# [PROBLEM STATEMENT]
Whenever the word "bicycle" turns up in a line of the data below, copy that line.

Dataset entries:
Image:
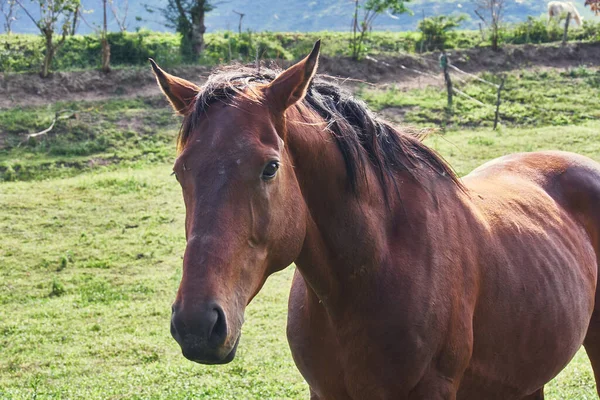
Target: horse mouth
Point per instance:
(213, 359)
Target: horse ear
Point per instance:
(291, 85)
(179, 92)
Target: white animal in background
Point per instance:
(559, 9)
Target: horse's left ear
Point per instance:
(291, 85)
(179, 92)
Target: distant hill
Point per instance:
(302, 15)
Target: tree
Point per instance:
(103, 33)
(52, 13)
(187, 17)
(120, 14)
(8, 8)
(491, 13)
(437, 31)
(370, 10)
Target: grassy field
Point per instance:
(90, 264)
(24, 52)
(91, 224)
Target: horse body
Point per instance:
(559, 10)
(503, 305)
(410, 283)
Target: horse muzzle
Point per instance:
(204, 336)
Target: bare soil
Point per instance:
(18, 90)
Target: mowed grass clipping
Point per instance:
(89, 266)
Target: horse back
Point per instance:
(538, 268)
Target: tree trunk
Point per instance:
(74, 25)
(198, 28)
(105, 44)
(105, 55)
(48, 56)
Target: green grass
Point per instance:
(140, 132)
(529, 99)
(24, 52)
(133, 132)
(89, 266)
(91, 224)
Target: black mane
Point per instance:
(361, 137)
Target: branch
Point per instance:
(481, 17)
(57, 117)
(29, 15)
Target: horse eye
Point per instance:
(270, 170)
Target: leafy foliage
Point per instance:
(437, 31)
(369, 10)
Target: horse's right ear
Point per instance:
(180, 93)
(291, 85)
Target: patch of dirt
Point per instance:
(31, 90)
(395, 115)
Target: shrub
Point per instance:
(437, 31)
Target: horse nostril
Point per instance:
(218, 333)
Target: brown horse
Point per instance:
(410, 283)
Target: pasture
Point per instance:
(91, 229)
(90, 264)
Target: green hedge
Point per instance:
(24, 52)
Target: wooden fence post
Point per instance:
(497, 116)
(444, 61)
(566, 29)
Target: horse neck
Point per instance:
(351, 235)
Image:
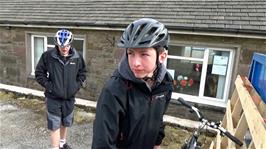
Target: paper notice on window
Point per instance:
(219, 66)
(172, 72)
(219, 69)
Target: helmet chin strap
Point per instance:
(155, 72)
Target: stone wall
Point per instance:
(102, 56)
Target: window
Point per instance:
(39, 44)
(200, 74)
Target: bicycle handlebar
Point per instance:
(183, 102)
(210, 124)
(196, 110)
(229, 135)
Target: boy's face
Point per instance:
(64, 51)
(142, 61)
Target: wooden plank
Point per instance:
(241, 128)
(234, 98)
(256, 98)
(229, 125)
(254, 120)
(236, 113)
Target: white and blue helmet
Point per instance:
(63, 38)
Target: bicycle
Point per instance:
(193, 143)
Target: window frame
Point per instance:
(201, 98)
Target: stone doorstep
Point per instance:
(166, 118)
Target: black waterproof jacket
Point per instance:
(61, 78)
(130, 115)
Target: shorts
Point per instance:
(59, 112)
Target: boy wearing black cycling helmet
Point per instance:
(61, 71)
(131, 106)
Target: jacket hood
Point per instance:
(125, 71)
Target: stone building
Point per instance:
(212, 41)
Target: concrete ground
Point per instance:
(22, 128)
(23, 123)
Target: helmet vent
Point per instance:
(140, 30)
(152, 30)
(160, 37)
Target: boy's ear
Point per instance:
(162, 56)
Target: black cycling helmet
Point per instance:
(63, 37)
(144, 33)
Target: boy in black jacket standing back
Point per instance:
(61, 71)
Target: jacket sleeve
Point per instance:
(41, 72)
(161, 134)
(81, 77)
(106, 123)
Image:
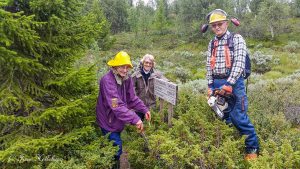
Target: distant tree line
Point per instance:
(260, 18)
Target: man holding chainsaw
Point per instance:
(225, 67)
(117, 102)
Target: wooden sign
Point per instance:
(166, 90)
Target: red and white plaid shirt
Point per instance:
(238, 56)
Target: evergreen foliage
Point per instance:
(47, 106)
(48, 90)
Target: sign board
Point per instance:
(165, 90)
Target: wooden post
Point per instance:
(170, 114)
(161, 106)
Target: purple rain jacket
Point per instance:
(115, 103)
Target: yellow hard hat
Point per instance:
(121, 58)
(217, 15)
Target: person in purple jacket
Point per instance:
(117, 101)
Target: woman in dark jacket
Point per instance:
(143, 81)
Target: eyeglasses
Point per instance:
(123, 67)
(148, 63)
(217, 24)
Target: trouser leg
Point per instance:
(117, 141)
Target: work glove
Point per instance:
(139, 125)
(226, 89)
(148, 116)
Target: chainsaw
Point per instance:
(218, 103)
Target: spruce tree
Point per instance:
(46, 105)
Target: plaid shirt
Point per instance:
(238, 56)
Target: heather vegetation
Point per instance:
(52, 54)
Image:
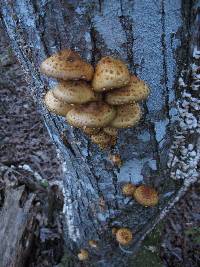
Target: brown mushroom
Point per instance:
(91, 131)
(67, 65)
(102, 139)
(110, 73)
(135, 91)
(93, 243)
(124, 236)
(74, 92)
(128, 189)
(83, 255)
(94, 115)
(56, 106)
(127, 116)
(111, 131)
(146, 196)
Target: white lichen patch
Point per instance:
(184, 157)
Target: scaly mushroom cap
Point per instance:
(146, 196)
(128, 189)
(110, 73)
(56, 106)
(94, 115)
(127, 116)
(67, 65)
(93, 243)
(124, 236)
(91, 131)
(83, 255)
(135, 91)
(102, 139)
(74, 92)
(110, 130)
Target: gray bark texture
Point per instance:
(17, 227)
(159, 42)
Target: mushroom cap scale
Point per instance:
(67, 65)
(135, 91)
(102, 139)
(74, 92)
(146, 196)
(127, 116)
(90, 131)
(56, 106)
(110, 73)
(94, 115)
(124, 236)
(110, 130)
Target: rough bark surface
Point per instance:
(153, 37)
(17, 227)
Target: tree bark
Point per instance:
(156, 39)
(17, 226)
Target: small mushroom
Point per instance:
(93, 243)
(102, 139)
(67, 65)
(110, 130)
(114, 230)
(127, 116)
(74, 92)
(91, 131)
(124, 236)
(110, 73)
(83, 255)
(135, 91)
(146, 196)
(56, 106)
(94, 115)
(128, 189)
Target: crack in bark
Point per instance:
(164, 53)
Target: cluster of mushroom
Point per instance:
(99, 101)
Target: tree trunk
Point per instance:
(156, 39)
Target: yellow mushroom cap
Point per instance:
(56, 106)
(102, 139)
(94, 114)
(91, 131)
(110, 73)
(67, 65)
(114, 230)
(74, 92)
(110, 130)
(146, 196)
(128, 189)
(93, 243)
(83, 255)
(124, 236)
(127, 116)
(135, 91)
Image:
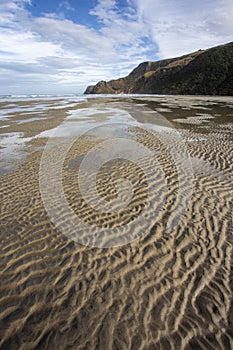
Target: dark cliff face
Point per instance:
(205, 72)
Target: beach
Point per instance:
(145, 265)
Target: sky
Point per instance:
(61, 46)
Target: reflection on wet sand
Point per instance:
(164, 290)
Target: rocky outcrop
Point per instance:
(205, 72)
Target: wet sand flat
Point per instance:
(145, 265)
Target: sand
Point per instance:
(168, 284)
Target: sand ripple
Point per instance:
(163, 291)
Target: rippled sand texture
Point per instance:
(164, 290)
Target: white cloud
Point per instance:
(53, 54)
(69, 54)
(179, 27)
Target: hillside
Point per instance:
(205, 72)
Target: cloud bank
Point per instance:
(51, 53)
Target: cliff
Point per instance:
(205, 72)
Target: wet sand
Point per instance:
(162, 289)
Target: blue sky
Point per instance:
(61, 46)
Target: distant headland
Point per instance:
(204, 72)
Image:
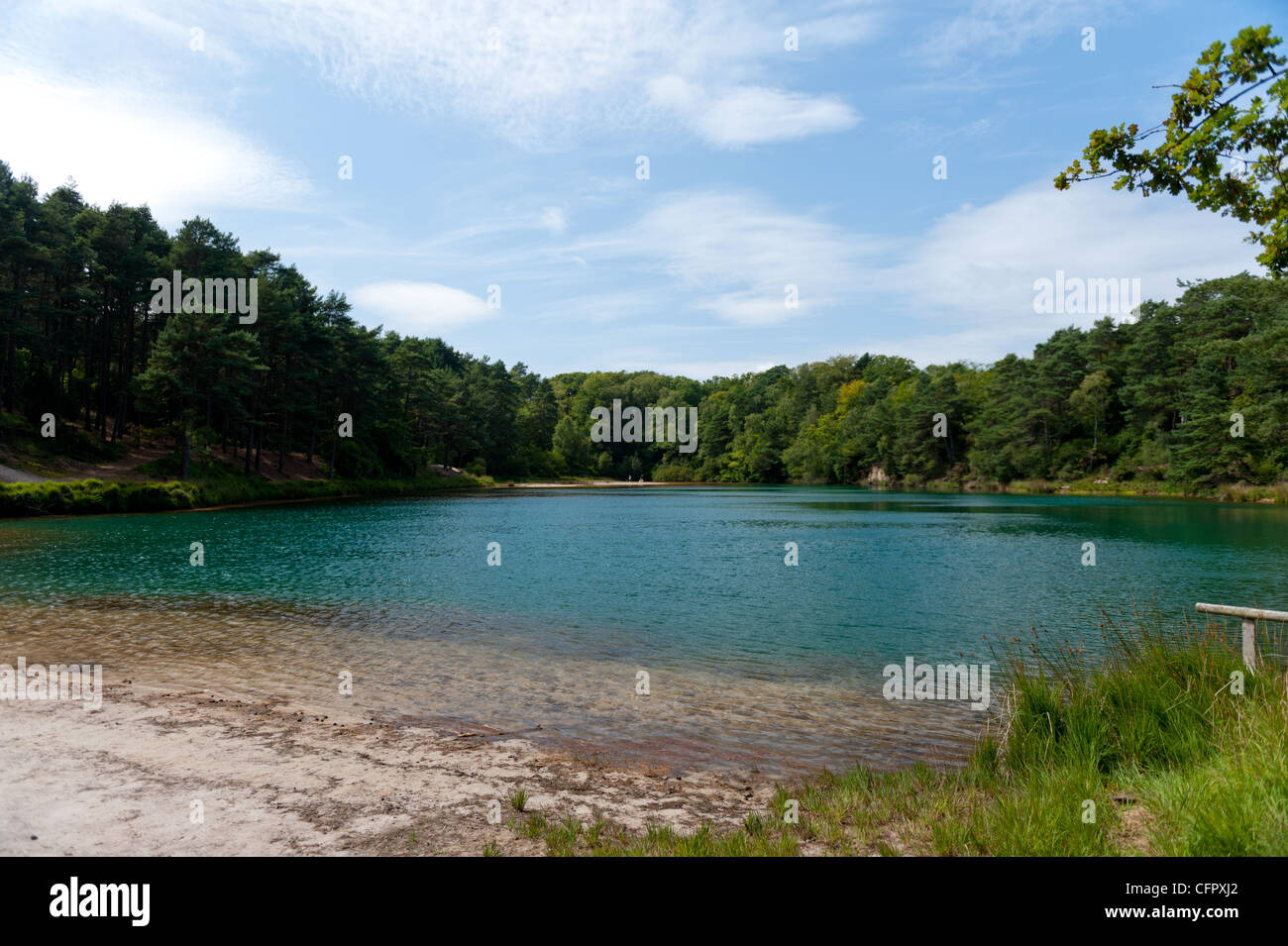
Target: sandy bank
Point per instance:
(278, 778)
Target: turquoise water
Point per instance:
(691, 580)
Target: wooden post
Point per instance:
(1249, 644)
(1250, 615)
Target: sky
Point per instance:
(477, 170)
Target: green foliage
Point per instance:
(81, 497)
(1147, 400)
(1172, 757)
(1211, 121)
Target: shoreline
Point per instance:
(94, 497)
(273, 777)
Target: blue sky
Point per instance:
(497, 145)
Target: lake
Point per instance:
(750, 662)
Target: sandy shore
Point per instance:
(279, 778)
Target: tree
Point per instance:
(1211, 120)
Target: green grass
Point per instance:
(1173, 761)
(81, 497)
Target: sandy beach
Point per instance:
(277, 777)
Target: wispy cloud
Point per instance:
(420, 308)
(178, 159)
(748, 115)
(546, 75)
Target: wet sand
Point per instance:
(243, 716)
(279, 778)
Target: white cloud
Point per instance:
(415, 308)
(554, 220)
(982, 262)
(1009, 27)
(735, 254)
(175, 159)
(748, 115)
(545, 75)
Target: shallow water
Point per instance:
(750, 662)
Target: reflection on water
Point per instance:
(690, 718)
(750, 659)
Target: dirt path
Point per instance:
(9, 475)
(274, 779)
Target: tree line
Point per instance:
(1193, 391)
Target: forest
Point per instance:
(1192, 392)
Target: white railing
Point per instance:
(1250, 615)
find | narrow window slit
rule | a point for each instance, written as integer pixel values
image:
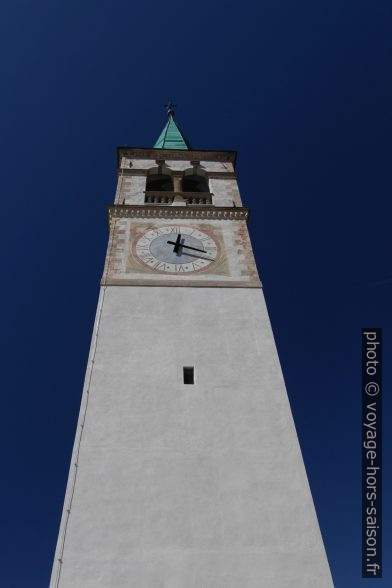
(189, 375)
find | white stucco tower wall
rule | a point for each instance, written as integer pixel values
(176, 485)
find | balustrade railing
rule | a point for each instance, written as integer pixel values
(167, 198)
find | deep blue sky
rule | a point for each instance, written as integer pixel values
(303, 91)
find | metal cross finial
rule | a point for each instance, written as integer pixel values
(170, 108)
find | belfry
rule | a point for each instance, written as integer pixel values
(186, 470)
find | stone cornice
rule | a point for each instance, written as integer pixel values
(225, 175)
(178, 154)
(162, 211)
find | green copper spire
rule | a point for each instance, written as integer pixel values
(171, 136)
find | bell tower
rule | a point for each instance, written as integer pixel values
(186, 470)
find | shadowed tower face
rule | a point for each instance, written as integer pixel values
(186, 470)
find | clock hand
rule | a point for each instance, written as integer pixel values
(186, 246)
(177, 244)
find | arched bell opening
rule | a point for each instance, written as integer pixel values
(159, 183)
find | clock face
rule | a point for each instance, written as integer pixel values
(189, 250)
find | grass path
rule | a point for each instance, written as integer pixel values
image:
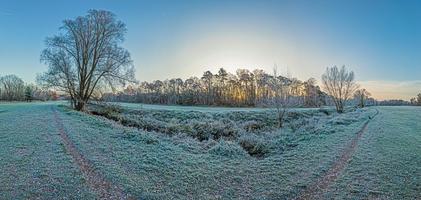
(319, 188)
(104, 188)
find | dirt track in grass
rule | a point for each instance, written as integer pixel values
(319, 188)
(104, 188)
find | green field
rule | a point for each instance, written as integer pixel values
(163, 164)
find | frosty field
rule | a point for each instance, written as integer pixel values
(209, 153)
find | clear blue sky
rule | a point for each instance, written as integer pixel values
(380, 40)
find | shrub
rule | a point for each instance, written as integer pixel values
(227, 149)
(252, 125)
(253, 145)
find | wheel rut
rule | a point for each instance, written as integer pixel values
(103, 187)
(316, 190)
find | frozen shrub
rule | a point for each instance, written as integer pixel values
(227, 149)
(253, 145)
(149, 139)
(201, 130)
(110, 111)
(253, 125)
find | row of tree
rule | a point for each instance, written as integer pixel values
(245, 88)
(13, 88)
(86, 57)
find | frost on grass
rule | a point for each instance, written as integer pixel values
(251, 130)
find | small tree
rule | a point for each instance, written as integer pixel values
(340, 85)
(362, 95)
(281, 100)
(28, 93)
(85, 55)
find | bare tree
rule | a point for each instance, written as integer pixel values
(340, 85)
(362, 95)
(13, 88)
(86, 54)
(282, 100)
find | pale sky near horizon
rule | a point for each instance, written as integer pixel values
(379, 40)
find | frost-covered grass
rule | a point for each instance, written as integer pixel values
(387, 163)
(158, 165)
(137, 106)
(33, 164)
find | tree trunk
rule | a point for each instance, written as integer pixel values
(80, 106)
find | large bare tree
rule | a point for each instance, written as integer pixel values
(87, 53)
(339, 83)
(11, 88)
(362, 95)
(282, 98)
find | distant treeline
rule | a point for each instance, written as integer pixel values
(245, 88)
(12, 88)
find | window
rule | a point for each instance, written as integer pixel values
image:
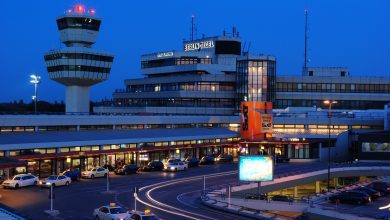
(64, 150)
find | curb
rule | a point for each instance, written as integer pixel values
(236, 210)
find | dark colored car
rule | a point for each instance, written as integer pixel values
(74, 175)
(371, 192)
(153, 166)
(256, 196)
(281, 198)
(207, 160)
(224, 158)
(355, 197)
(192, 162)
(126, 169)
(172, 160)
(108, 167)
(382, 187)
(282, 159)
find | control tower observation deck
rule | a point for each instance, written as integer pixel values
(77, 66)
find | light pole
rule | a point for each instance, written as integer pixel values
(35, 79)
(329, 103)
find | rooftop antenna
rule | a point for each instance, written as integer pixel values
(243, 49)
(306, 36)
(193, 28)
(249, 47)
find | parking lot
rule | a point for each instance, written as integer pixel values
(80, 198)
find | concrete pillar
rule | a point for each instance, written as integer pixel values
(318, 187)
(197, 152)
(77, 99)
(335, 182)
(295, 191)
(137, 158)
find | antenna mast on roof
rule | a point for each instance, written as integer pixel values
(306, 36)
(193, 28)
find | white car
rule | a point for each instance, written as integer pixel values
(55, 180)
(111, 212)
(20, 181)
(147, 215)
(175, 166)
(95, 172)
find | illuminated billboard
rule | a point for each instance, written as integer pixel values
(375, 147)
(256, 168)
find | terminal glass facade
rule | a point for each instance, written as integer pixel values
(256, 80)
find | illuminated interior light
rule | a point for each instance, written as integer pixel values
(80, 8)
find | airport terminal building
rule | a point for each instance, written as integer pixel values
(188, 105)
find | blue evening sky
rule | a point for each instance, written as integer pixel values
(354, 34)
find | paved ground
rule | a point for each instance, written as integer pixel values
(79, 199)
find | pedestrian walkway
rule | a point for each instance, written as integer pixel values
(268, 209)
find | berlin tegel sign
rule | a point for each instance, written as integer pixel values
(199, 45)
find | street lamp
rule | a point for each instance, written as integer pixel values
(329, 102)
(35, 79)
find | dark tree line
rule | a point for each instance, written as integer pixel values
(15, 107)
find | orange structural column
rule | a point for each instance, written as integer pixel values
(256, 120)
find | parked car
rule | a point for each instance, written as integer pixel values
(382, 187)
(175, 166)
(371, 192)
(192, 162)
(172, 160)
(126, 169)
(95, 172)
(109, 167)
(282, 159)
(207, 160)
(20, 180)
(255, 196)
(282, 198)
(224, 158)
(109, 212)
(74, 175)
(356, 197)
(384, 214)
(55, 180)
(147, 215)
(153, 166)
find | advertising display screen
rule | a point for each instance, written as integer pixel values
(375, 147)
(256, 168)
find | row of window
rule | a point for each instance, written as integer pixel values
(332, 87)
(256, 80)
(117, 127)
(211, 103)
(183, 86)
(79, 56)
(93, 69)
(40, 151)
(78, 23)
(341, 104)
(174, 62)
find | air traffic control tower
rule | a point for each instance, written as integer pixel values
(77, 66)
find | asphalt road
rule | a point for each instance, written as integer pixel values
(80, 199)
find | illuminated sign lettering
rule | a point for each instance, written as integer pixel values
(165, 54)
(199, 45)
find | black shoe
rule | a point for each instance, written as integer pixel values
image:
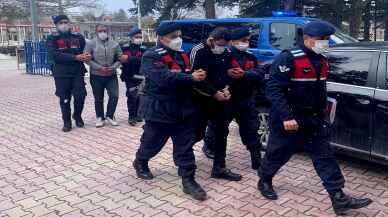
(208, 153)
(343, 203)
(192, 188)
(255, 159)
(79, 122)
(266, 190)
(66, 127)
(223, 173)
(132, 122)
(142, 170)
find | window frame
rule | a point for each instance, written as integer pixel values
(225, 24)
(371, 81)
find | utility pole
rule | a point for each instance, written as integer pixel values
(34, 20)
(138, 14)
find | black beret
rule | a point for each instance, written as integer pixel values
(58, 18)
(134, 31)
(319, 29)
(240, 33)
(165, 28)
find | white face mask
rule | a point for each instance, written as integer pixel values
(176, 44)
(102, 35)
(218, 49)
(321, 46)
(63, 28)
(242, 46)
(137, 41)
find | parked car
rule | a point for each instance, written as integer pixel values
(271, 35)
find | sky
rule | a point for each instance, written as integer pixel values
(115, 5)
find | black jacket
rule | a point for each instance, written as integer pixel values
(167, 96)
(132, 66)
(216, 66)
(293, 99)
(62, 49)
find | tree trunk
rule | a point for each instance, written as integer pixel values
(386, 30)
(339, 8)
(386, 20)
(210, 9)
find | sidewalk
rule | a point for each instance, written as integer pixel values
(44, 172)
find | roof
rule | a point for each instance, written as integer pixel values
(363, 46)
(286, 19)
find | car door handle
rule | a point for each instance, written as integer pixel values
(363, 101)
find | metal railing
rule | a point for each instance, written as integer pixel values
(36, 58)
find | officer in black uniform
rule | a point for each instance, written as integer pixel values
(167, 107)
(130, 73)
(65, 51)
(213, 95)
(246, 78)
(297, 90)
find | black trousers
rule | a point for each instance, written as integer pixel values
(65, 89)
(211, 111)
(314, 140)
(155, 137)
(132, 99)
(246, 116)
(99, 85)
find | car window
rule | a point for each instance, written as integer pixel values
(350, 67)
(253, 27)
(283, 35)
(192, 32)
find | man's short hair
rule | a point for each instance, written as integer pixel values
(220, 33)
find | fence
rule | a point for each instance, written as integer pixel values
(36, 58)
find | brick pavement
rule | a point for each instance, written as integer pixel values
(44, 172)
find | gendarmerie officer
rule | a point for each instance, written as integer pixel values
(65, 51)
(213, 96)
(297, 91)
(167, 107)
(246, 78)
(130, 72)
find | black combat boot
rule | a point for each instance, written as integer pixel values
(223, 173)
(66, 114)
(266, 189)
(78, 121)
(142, 170)
(192, 188)
(343, 203)
(66, 126)
(255, 159)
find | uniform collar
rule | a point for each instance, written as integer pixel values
(169, 50)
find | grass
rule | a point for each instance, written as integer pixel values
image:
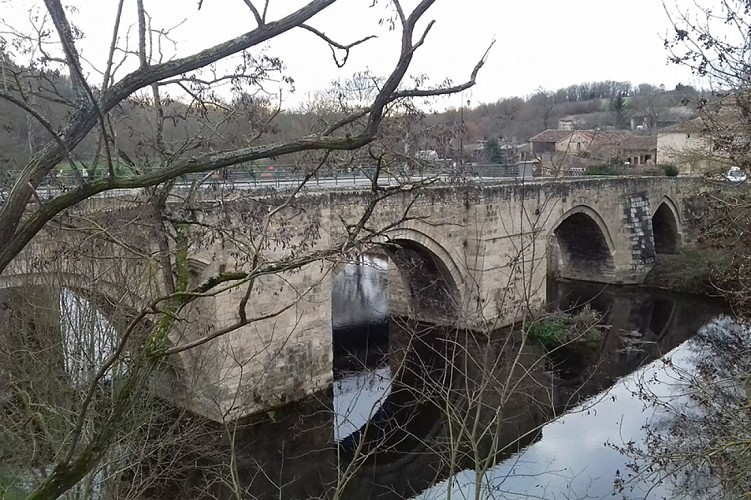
(559, 328)
(9, 490)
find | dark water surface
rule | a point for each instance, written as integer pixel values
(415, 408)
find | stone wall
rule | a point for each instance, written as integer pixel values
(479, 257)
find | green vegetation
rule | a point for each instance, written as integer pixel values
(692, 270)
(670, 170)
(600, 170)
(560, 328)
(9, 489)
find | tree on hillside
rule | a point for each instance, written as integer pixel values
(702, 443)
(165, 121)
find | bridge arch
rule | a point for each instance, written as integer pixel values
(580, 246)
(115, 304)
(429, 274)
(666, 227)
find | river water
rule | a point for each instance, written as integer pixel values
(576, 454)
(424, 412)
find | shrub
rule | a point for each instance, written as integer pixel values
(670, 170)
(600, 170)
(559, 328)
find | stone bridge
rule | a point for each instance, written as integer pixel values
(471, 256)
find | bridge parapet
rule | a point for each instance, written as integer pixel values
(474, 256)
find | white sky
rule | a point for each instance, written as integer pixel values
(540, 43)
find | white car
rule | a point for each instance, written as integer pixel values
(736, 175)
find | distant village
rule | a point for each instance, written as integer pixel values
(674, 139)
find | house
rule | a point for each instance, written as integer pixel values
(685, 146)
(576, 150)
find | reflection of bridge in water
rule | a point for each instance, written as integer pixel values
(406, 445)
(466, 256)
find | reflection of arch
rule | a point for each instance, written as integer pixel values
(428, 270)
(665, 227)
(585, 247)
(112, 292)
(116, 304)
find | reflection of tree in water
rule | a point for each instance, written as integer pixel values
(700, 438)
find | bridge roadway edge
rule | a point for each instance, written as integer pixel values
(493, 240)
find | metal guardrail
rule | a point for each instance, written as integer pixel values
(288, 176)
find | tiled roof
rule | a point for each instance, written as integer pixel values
(690, 126)
(551, 135)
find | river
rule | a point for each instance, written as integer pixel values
(431, 413)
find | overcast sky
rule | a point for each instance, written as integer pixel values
(539, 43)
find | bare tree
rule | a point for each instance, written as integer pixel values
(131, 132)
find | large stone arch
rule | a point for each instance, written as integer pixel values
(666, 227)
(429, 274)
(580, 246)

# [RESPONSE BOX]
Target: bicycle handlebar
Target: bicycle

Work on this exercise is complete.